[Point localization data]

------------

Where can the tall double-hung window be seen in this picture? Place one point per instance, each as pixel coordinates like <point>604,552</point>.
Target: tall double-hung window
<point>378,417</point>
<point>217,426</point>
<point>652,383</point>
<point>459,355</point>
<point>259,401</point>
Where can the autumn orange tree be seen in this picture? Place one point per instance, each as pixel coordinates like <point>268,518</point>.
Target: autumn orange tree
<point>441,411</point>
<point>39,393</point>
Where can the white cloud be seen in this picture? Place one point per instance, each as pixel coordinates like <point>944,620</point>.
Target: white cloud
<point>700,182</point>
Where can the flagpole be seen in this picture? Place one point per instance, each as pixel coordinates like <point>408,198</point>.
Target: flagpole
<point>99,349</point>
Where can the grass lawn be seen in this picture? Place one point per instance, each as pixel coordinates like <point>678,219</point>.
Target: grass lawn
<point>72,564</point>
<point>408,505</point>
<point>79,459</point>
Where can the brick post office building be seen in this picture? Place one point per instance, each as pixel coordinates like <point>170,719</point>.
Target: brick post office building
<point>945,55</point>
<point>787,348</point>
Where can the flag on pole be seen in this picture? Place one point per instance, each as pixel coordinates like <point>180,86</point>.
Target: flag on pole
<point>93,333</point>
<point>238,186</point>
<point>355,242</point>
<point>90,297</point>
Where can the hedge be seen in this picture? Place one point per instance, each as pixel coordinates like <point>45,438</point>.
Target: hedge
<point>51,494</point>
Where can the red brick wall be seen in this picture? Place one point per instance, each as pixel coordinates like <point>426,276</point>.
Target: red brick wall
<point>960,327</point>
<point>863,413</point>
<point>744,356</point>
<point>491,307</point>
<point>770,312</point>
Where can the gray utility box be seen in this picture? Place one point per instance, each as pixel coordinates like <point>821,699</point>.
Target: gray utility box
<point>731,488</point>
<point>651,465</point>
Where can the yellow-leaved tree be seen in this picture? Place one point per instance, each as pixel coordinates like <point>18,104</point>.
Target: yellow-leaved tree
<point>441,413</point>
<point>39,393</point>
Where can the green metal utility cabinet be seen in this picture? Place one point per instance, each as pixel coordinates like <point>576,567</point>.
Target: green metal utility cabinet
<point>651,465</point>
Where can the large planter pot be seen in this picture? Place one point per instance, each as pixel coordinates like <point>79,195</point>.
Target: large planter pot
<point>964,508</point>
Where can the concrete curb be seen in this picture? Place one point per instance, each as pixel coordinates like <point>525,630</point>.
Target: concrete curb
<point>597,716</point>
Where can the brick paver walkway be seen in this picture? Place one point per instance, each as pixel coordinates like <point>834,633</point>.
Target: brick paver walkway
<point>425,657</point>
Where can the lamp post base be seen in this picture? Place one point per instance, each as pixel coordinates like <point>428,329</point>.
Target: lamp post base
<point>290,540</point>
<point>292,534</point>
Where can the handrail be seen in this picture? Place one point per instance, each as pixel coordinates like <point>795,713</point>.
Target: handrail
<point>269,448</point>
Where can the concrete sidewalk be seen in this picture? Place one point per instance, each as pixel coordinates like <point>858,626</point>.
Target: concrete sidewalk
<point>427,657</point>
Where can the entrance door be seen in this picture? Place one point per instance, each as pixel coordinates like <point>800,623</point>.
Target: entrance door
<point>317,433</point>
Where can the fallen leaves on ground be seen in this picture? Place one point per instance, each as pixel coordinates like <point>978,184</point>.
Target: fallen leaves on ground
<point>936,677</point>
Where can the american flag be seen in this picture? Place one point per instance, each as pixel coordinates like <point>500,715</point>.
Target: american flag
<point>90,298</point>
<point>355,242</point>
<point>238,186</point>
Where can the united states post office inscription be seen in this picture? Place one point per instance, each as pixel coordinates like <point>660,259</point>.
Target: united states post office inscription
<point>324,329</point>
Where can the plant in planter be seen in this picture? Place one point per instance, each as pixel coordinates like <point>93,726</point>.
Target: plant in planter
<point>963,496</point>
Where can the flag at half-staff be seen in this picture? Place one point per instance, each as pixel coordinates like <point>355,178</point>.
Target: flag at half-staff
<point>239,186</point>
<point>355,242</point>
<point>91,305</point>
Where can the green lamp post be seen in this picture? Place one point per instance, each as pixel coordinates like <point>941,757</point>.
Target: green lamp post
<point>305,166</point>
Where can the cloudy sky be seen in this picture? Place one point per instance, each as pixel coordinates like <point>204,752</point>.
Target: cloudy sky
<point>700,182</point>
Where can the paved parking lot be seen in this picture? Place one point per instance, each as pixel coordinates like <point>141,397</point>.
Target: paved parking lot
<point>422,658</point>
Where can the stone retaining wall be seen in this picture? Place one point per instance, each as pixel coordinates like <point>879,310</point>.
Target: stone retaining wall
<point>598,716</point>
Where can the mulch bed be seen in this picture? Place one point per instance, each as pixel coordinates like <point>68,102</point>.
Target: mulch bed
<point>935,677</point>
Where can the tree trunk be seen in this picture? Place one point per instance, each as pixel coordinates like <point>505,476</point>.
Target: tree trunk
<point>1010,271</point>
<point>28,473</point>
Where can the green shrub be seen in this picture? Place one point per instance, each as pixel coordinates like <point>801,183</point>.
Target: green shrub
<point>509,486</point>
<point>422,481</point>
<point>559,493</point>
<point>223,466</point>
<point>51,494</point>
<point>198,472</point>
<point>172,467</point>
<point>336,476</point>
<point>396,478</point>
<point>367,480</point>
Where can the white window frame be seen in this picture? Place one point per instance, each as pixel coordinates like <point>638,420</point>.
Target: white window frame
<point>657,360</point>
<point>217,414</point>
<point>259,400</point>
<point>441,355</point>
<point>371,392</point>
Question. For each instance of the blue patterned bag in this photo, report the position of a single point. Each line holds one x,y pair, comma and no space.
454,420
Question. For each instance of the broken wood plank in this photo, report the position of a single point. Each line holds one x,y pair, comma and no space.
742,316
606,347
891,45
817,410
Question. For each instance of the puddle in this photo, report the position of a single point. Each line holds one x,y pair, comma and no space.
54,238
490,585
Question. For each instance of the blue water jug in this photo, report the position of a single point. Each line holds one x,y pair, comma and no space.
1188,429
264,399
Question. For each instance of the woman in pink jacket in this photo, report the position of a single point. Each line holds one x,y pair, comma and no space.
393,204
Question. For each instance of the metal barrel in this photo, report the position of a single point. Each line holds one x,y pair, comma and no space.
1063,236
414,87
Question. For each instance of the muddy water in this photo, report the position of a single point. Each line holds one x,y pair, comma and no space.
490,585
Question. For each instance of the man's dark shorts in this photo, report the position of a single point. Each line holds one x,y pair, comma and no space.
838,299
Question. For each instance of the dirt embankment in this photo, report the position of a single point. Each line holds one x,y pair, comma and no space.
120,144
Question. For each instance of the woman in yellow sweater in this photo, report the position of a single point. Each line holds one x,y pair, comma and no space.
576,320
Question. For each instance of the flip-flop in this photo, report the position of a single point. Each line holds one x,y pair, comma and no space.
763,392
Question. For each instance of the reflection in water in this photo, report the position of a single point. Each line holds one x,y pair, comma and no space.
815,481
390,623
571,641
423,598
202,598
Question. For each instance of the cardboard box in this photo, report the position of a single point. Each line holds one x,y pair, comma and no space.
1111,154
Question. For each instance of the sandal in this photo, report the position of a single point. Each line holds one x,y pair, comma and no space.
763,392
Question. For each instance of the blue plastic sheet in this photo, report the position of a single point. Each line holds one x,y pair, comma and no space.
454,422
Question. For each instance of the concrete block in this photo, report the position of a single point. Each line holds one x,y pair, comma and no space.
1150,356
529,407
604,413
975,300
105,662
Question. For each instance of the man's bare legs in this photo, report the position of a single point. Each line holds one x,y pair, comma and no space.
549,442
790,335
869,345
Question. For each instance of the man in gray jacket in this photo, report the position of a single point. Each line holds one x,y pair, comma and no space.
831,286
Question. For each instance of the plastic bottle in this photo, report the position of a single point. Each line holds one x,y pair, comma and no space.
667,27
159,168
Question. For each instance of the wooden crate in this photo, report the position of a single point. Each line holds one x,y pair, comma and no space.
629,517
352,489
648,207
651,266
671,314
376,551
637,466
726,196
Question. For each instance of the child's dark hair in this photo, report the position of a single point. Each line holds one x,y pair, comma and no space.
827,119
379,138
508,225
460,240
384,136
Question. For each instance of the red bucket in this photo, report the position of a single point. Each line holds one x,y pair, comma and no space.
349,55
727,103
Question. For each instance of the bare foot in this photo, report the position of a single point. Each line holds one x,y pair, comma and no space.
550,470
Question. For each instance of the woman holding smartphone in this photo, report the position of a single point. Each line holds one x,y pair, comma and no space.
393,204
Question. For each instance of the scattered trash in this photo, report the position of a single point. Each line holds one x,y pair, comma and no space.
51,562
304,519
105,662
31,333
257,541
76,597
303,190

------------

(WHAT TO DO)
Could you retype exactly the lines from the first one of the records through the line containing "Where can the yellow-leaved", both included, and nothing more?

(RESULT)
Where can the tall double-hung window be seen in this picture? Place one point per instance, each as pixel coordinates like <point>604,552</point>.
Target: tall double-hung window
<point>378,417</point>
<point>217,426</point>
<point>652,383</point>
<point>459,355</point>
<point>259,401</point>
Where can the autumn orange tree be seen in this picture? Place one point per instance, each as pixel coordinates like <point>268,518</point>.
Target: autumn orange tree
<point>441,411</point>
<point>39,393</point>
Where can the white cloud be seen in this picture? Place one point per instance, each as pixel coordinates like <point>944,620</point>.
Target: white cloud
<point>700,182</point>
Where can the flagpole be seen in this picture? Place one point per instance, each as pixel coordinates like <point>408,198</point>.
Target: flagpole
<point>99,349</point>
Where can the grass lawn be seen in this picture? Place one point per instance, each as pixel coordinates like <point>678,219</point>.
Target: grass lawn
<point>72,564</point>
<point>408,505</point>
<point>79,459</point>
Where can the brick post office building be seen in this picture? Place one point per instance, each as pixel coordinates like <point>170,719</point>.
Target: brick post office building
<point>945,55</point>
<point>787,348</point>
Where can the flag on pole be seen in this picture? Place one point per instance, each as pixel coordinates like <point>180,86</point>.
Target: flag on pole
<point>93,333</point>
<point>238,186</point>
<point>355,242</point>
<point>90,297</point>
Where can the hedge be seen in this picture? Place one point per instance, each as pixel coordinates like <point>45,438</point>.
Target: hedge
<point>51,494</point>
Where can the red brick wall be seen in this picture? Place one point per instance, each as pixel coordinates like <point>426,276</point>.
Target: red brick wall
<point>960,327</point>
<point>863,413</point>
<point>744,356</point>
<point>491,307</point>
<point>770,312</point>
Where can the gray utility box be seen in this picture? Place one point per instance, each as pixel coordinates like <point>821,699</point>.
Target: gray utility box
<point>731,488</point>
<point>651,465</point>
Where can the yellow-leaved tree be seen in this picture? Place one point per instance, each as pixel coordinates like <point>18,104</point>.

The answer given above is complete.